Pointing records
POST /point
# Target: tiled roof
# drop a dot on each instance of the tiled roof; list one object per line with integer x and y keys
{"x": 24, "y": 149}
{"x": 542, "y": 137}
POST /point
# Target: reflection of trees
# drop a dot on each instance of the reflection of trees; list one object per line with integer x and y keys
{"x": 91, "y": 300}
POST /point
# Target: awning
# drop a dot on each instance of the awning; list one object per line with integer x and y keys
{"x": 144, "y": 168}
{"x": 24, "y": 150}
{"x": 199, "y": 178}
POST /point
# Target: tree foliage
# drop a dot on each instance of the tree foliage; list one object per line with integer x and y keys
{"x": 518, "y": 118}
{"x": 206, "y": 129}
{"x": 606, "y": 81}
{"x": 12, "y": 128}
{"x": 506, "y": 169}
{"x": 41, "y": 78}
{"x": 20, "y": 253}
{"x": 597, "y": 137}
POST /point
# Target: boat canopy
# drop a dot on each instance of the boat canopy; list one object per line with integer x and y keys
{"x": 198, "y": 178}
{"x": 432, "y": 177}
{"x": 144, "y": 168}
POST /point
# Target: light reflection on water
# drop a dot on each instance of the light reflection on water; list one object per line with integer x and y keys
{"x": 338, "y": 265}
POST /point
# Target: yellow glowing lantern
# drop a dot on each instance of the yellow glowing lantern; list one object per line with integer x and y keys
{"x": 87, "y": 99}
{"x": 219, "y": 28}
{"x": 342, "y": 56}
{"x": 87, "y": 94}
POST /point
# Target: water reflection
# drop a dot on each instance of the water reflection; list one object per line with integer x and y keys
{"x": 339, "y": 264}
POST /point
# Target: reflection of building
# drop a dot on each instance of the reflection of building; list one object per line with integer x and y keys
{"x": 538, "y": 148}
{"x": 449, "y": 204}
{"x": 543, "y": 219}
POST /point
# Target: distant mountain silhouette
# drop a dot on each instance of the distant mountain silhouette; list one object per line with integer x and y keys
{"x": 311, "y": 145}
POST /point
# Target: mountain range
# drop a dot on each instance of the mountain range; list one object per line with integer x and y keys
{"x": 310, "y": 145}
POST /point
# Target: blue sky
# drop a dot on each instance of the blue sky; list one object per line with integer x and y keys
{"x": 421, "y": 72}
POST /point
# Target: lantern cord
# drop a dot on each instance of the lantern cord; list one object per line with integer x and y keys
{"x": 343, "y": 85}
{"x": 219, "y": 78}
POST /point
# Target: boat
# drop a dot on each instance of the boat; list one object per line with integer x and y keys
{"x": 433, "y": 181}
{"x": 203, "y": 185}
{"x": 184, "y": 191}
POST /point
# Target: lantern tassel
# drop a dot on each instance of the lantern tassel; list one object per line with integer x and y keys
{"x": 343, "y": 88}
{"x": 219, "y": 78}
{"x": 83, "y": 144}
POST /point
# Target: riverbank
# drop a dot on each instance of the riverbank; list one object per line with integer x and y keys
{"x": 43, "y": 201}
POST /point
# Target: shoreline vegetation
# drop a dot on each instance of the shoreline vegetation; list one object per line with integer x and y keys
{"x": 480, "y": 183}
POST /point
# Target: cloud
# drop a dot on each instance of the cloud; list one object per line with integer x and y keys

### Directions
Using the listing above, please repeat every entry exactly.

### Solution
POST /point
# Target: tiled roof
# drop a dot on each instance of the tiled roof; list one object per line with integer x and y keys
{"x": 24, "y": 149}
{"x": 542, "y": 137}
POST /point
# Target: reflection of trees
# drop a dot on each instance of the reflection of trees; list one object per line with integer x and y keys
{"x": 91, "y": 300}
POST /point
# Target: awning
# drop a dot on each instance of the awning; list one object per line with integer x and y keys
{"x": 144, "y": 168}
{"x": 24, "y": 150}
{"x": 199, "y": 178}
POST /point
# Target: tree foliage
# drop a dot on each instance of the tree foliage; list one object per line with integer x and y keys
{"x": 518, "y": 118}
{"x": 206, "y": 129}
{"x": 606, "y": 81}
{"x": 12, "y": 128}
{"x": 506, "y": 169}
{"x": 41, "y": 78}
{"x": 20, "y": 253}
{"x": 597, "y": 137}
POST /point
# Target: boat canopy
# drop a dot on each instance of the boat canopy; list one object per line with integer x and y keys
{"x": 198, "y": 178}
{"x": 432, "y": 177}
{"x": 144, "y": 168}
POST /point
# Target: light reflection on water
# drop a dot on each instance of the light reflection on water; list one object per line with integer x and y keys
{"x": 338, "y": 265}
POST /point
# Target: yellow glowing lantern
# drop a dot on each instance of the yellow glowing lantern; list one object per line with integer x and y keys
{"x": 87, "y": 99}
{"x": 219, "y": 28}
{"x": 342, "y": 56}
{"x": 87, "y": 94}
POST /point
# Target: water reflection
# drop a dot on each instance of the water reflection; list one object per line with integer x and y keys
{"x": 339, "y": 264}
POST /point
# Target: reflection of building
# drop a dot on each instance of the reflection of building; list one object per line with integer x and y keys
{"x": 538, "y": 148}
{"x": 449, "y": 204}
{"x": 543, "y": 219}
POST /point
# Target: distant mountain silhouette
# drop a dot on each instance of the distant mountain silhouette; list one object per line with integer x and y keys
{"x": 311, "y": 145}
POST /point
# Target: mountain range
# drop a dot on each instance of the mountain range; list one object per line with integer x and y keys
{"x": 310, "y": 145}
POST /point
# Target: blue sky
# drop a dot on each instance of the blue sky; list one object per line with integer x and y keys
{"x": 421, "y": 72}
POST /point
# Target: lantern cord
# drop a dot on each instance of the lantern cord; list one object per line with integer x and y keys
{"x": 343, "y": 85}
{"x": 219, "y": 78}
POST /point
# Target: boat
# drop a dot on each instance of the boat; list one object per line with integer x and y keys
{"x": 433, "y": 181}
{"x": 203, "y": 185}
{"x": 184, "y": 191}
POST /point
# Target: lantern tassel
# drop a dot on each instance of the lantern tassel; list one object per line with integer x and y keys
{"x": 343, "y": 88}
{"x": 219, "y": 78}
{"x": 83, "y": 144}
POST /point
# Target: riverbank
# drop a dot on each instance of the riverbank; list one object per line with integer x and y keys
{"x": 43, "y": 201}
POST /point
# Target: shoreline vegetation
# drop a dot on each instance of the shoreline vegetation; list one object per line with integer x and y keys
{"x": 480, "y": 183}
POST /point
# Target: cloud
# drop a dot on each instance of the cloud; list one object per line with integer x and y keys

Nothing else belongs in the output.